- _GIVEN PROBLEM_
Please copy the items below unchanged, but only the part that opens with the line containing "Indicate the cash" and closes with the line containing "[(258, 210)]", both of those lines included.

# START OF INFORMATION GIVEN

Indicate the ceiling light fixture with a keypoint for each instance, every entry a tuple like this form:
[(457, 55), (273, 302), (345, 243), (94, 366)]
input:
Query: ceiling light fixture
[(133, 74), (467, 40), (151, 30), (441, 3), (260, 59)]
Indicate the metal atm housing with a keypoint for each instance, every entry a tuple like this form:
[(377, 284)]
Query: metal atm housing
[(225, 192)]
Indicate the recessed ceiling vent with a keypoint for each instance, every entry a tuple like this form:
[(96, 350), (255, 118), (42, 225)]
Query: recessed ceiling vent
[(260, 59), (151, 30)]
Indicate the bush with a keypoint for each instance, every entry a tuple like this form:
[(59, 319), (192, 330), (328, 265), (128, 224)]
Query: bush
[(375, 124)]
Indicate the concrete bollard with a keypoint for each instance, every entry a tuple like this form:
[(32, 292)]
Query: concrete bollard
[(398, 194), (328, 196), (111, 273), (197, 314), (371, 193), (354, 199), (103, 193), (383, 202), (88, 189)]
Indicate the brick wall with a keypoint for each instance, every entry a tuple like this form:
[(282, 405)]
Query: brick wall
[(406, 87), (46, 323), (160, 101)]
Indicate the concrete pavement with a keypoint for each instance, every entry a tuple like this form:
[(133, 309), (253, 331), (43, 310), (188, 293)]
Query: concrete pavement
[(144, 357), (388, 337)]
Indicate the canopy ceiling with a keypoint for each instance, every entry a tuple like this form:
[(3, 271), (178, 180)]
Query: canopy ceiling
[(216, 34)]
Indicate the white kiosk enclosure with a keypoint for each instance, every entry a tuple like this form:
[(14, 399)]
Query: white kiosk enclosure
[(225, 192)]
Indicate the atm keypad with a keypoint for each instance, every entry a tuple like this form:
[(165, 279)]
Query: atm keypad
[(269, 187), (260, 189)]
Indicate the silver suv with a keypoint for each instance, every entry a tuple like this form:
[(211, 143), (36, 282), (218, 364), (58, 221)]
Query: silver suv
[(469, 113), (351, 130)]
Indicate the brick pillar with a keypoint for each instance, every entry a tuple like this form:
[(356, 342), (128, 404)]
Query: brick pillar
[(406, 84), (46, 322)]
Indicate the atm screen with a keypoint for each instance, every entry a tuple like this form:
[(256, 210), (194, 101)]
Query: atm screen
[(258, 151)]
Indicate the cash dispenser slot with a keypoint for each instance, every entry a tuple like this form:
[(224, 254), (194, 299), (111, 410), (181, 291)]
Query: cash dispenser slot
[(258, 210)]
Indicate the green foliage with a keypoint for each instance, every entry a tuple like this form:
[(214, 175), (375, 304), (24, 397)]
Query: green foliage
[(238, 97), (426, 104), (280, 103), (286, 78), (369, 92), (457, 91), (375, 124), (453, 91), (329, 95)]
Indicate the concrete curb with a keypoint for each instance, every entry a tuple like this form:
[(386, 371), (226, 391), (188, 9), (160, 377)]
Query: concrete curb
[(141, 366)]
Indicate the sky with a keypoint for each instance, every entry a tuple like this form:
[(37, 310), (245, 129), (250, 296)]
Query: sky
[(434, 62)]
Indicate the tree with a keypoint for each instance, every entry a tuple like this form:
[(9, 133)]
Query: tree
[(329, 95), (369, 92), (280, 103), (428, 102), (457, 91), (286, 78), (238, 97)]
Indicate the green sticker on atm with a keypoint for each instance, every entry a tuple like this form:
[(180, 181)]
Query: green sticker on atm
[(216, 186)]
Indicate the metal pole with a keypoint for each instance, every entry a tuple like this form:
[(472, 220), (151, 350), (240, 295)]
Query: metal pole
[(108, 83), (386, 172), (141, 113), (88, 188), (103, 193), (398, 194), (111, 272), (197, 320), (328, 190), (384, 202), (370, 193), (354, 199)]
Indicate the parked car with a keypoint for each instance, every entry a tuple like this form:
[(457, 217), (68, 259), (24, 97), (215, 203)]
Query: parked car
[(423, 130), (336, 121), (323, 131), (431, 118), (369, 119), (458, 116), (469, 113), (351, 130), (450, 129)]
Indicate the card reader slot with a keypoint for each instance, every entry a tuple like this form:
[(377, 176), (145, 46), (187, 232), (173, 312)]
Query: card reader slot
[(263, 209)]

# END OF INFORMATION GIVEN

- _RESULT FOR THIS TASK_
Indicate the cash dispenser slot with a keypoint for each instance, every entry a tuple like this form:
[(224, 254), (194, 299), (111, 410), (181, 291)]
Query: cash dispenser slot
[(258, 210)]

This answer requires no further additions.